(PASSAGE TO READ)
★ ★ ★ ★ ★ ★ ★
Vacation hoarding: why you should never forfeit your annual leave

Only 35% of British workers took all their allocated holiday last year – and US workers are just as bad. It’s a one-way ticket to burnout and poor mental health, not to mention low productivity ...
  
  

woman on beach wearing straw sunhat with words 'out of office' on it
Time out … Photograph: posed by model; Jonathan Spott/Getty Images

Name: Vacation hoarding.

Age: Recent, but growing.

Appearance: Needlessly exhausted.

Speaking of exhausted, you look shattered today. I am. I haven’t had a day off work for 11 months.

What about your annual leave? Oh, I don’t worry about that. I am a “vacation hoarder”.

How convenient. And also how stupid. Why don’t you take any annual leave? You’d be staggered at how many people don’t. Last year it was estimated that just 35% of British workers took all of their entitled leave. Indeed, two in five workers take less annual leave now than they did before the pandemic.
★ ★ ★ ★ ★ ★ ★
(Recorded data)
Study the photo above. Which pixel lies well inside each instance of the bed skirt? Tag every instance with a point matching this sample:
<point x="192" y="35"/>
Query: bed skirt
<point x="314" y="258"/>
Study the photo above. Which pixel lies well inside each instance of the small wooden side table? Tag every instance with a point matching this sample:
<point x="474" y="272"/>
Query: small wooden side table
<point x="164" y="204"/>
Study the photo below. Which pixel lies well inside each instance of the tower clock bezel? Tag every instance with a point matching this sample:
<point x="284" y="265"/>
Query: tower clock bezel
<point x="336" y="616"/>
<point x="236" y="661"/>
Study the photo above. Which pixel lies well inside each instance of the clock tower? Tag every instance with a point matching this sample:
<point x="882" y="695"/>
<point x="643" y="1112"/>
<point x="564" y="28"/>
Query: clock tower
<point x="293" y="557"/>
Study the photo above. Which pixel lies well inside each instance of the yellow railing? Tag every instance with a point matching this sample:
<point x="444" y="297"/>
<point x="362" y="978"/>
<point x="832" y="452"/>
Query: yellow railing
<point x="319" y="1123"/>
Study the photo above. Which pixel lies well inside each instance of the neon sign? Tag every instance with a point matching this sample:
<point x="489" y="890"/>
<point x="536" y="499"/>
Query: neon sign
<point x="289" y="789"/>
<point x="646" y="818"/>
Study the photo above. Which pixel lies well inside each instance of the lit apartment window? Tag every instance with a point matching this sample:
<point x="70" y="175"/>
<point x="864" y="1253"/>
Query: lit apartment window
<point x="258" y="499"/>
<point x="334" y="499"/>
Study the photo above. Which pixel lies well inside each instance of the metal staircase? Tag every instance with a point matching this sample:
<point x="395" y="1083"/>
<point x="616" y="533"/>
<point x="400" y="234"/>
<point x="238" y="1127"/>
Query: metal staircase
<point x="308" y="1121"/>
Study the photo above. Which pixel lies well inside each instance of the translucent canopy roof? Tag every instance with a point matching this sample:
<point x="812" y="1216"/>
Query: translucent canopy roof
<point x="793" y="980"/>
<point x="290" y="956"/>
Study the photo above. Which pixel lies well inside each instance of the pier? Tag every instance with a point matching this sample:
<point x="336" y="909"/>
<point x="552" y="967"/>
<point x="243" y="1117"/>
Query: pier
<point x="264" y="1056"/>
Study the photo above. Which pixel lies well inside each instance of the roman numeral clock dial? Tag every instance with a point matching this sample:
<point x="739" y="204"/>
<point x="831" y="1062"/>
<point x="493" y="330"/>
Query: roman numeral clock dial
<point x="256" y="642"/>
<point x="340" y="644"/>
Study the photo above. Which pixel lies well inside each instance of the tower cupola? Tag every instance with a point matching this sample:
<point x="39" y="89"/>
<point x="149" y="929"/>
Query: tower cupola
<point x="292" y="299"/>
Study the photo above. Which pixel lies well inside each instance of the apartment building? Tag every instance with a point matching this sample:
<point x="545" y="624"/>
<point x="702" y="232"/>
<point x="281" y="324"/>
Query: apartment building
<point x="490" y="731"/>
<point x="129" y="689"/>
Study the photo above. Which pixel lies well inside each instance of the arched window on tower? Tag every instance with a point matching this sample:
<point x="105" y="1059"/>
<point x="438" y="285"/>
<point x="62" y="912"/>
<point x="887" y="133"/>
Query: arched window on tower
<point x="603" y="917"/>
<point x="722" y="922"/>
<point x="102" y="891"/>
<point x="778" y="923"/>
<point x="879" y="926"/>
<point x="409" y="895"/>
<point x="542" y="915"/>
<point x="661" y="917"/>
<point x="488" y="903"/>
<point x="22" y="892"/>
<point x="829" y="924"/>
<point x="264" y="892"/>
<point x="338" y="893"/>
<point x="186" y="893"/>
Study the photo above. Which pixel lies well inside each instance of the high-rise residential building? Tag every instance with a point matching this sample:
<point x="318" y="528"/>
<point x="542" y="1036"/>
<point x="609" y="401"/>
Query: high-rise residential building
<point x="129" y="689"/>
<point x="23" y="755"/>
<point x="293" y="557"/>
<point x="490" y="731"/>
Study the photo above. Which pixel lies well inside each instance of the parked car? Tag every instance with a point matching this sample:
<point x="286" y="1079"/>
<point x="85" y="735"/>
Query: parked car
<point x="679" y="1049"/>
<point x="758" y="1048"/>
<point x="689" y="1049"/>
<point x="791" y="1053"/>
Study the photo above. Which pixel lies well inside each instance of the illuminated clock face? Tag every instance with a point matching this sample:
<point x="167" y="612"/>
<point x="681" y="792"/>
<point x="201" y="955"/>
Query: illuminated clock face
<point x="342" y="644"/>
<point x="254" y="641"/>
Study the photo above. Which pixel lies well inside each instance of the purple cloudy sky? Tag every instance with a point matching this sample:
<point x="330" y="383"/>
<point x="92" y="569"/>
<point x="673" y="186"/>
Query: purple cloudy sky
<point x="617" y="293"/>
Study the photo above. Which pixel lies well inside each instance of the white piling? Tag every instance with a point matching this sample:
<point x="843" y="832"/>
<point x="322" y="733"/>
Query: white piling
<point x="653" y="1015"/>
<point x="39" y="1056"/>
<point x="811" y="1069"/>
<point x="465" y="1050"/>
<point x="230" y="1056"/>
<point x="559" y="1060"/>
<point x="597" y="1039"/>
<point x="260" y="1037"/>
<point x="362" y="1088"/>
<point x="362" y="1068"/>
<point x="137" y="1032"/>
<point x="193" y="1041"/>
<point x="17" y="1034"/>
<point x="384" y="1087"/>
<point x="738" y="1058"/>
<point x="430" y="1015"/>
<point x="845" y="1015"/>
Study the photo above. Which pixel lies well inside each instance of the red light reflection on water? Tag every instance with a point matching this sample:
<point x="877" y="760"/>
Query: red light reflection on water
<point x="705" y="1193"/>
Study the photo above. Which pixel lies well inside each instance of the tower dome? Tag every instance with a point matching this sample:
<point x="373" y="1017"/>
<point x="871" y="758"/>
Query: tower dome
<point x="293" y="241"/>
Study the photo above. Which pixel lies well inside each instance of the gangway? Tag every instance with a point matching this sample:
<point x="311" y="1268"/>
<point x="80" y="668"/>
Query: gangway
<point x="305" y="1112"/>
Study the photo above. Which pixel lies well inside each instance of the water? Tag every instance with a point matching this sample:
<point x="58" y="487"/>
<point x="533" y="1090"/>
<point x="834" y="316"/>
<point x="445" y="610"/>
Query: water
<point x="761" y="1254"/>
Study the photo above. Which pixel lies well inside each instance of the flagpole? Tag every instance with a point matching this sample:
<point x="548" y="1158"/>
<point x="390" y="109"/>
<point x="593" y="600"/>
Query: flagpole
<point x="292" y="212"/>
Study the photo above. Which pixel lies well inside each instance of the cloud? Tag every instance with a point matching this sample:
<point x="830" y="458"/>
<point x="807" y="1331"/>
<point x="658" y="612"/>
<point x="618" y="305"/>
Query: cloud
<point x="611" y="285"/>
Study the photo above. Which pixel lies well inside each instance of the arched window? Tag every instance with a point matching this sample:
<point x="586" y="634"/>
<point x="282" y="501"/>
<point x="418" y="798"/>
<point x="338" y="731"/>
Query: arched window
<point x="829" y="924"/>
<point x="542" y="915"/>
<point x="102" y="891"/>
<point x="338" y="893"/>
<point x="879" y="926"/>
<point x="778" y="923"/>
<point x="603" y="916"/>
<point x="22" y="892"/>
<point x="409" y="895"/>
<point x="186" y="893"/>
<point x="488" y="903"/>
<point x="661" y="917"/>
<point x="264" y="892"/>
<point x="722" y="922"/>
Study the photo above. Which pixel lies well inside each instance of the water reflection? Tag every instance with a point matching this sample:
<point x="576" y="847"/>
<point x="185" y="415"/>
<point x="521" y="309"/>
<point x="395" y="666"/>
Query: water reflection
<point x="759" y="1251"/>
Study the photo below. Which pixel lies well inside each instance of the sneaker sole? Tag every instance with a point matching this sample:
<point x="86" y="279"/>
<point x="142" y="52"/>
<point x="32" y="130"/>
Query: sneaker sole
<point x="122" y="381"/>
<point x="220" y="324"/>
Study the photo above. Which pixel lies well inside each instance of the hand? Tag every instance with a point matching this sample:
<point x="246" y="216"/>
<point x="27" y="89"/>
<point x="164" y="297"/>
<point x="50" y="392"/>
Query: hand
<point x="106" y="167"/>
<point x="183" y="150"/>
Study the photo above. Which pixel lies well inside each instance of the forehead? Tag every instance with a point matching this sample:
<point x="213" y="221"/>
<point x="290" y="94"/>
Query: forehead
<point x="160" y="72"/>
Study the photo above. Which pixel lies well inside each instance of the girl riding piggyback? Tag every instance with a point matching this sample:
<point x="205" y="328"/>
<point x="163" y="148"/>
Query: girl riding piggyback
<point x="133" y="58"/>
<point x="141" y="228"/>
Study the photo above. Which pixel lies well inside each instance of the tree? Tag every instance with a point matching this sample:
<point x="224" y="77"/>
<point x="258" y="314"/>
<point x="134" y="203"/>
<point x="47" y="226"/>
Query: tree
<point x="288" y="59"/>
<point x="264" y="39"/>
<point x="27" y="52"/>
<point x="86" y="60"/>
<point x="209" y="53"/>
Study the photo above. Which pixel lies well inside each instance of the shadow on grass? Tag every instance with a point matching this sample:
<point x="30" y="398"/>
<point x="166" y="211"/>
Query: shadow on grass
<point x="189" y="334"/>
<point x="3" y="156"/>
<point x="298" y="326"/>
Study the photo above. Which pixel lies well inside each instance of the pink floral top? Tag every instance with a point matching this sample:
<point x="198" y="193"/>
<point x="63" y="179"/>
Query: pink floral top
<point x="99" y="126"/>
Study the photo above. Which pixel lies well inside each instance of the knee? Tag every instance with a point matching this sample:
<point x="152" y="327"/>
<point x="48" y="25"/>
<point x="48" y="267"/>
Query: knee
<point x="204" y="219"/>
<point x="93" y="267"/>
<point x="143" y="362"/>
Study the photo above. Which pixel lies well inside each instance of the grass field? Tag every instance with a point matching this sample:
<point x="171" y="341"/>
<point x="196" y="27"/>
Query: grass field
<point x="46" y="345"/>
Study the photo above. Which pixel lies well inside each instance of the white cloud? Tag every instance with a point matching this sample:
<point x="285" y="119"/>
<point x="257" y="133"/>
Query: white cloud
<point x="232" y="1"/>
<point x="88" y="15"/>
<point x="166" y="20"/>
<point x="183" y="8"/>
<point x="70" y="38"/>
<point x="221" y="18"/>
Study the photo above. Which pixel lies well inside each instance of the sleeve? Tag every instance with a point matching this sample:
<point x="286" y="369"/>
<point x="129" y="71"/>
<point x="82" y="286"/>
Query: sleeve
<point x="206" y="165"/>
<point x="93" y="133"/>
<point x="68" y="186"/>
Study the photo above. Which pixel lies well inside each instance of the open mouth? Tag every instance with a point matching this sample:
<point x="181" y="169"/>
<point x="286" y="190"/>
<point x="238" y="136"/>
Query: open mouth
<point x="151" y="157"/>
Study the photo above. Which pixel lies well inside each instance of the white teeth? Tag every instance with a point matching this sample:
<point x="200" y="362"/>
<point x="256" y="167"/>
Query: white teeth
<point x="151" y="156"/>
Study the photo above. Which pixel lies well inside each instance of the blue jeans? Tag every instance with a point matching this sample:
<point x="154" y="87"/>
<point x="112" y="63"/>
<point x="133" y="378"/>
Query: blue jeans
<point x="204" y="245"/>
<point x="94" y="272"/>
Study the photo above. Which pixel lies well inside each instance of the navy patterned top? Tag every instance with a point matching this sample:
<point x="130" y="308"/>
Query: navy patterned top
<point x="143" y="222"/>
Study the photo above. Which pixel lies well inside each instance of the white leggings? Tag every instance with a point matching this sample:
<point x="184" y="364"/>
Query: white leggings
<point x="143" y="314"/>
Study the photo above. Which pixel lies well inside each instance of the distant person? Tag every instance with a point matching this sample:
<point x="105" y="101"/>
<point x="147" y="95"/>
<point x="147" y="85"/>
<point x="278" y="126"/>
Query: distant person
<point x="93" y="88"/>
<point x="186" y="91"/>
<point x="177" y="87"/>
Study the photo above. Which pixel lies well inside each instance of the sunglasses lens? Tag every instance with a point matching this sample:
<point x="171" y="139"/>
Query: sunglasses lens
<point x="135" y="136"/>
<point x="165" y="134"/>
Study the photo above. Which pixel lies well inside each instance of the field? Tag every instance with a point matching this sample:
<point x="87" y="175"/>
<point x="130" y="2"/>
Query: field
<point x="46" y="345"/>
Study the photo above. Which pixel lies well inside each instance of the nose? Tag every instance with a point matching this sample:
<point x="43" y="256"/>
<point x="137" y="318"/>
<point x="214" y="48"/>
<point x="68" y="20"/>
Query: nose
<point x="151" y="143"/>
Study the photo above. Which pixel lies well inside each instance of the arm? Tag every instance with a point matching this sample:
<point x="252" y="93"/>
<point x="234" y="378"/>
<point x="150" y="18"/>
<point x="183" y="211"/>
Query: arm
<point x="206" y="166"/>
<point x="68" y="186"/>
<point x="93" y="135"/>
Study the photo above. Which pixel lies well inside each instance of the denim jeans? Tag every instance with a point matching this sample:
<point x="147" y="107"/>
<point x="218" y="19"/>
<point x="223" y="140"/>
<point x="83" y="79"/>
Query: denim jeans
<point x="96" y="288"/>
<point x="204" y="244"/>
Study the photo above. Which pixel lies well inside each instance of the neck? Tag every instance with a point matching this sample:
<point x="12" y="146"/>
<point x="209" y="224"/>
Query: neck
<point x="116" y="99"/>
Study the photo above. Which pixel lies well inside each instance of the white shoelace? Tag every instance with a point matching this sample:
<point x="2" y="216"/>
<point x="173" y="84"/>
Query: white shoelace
★ ★ ★ ★ ★ ★ ★
(TASK PROMPT)
Extend the article on vacation hoarding, picking up after its last sentence and keeping its question-and-answer format.

(TASK RESULT)
Wow, people must really love work. Well, sure. But that’s not really the issue.

Is the issue that they want to take all their time off in one big lump, so they can properly unwind? Sometimes. But that’s not really it, either.

So it must be that the labour market is such a hellish treadmill of unending brutality that people don’t even feel safe taking their legally allocated days off. Bingo.

That’s depressing. Don’t act surprised. Look around you at the overworked, dead-eyed husks who toil around the clock in the mistaken belief that their careers might be harmed if they demonstrate even a hint of having a life outside office hours.

Sir, that’s a mirror. My point still stands. There are real risks to not taking all your annual leave. The same study found that 81% of workers agree that not having a day off for months leaves them with burnout, exhaustion and poor mental health.

Yikes. And it’s bad news for employers, too, since it has been reported that using all your annual leave can boost productivity by up to 40% and reduce the risk of taking sick leave by 28%.

To be clear, we’re talking about UK annual leave. Yes, about 30 days a year. In the US, there is no statutory paid annual leave – any allocated paid leave is entirely at the discretion of employers, but, even then, US workers forfeited 765 million days of leave in 2023 alone.

So the message is that annual leave is good for everyone? Yes, and – it’s foolish to ignore it.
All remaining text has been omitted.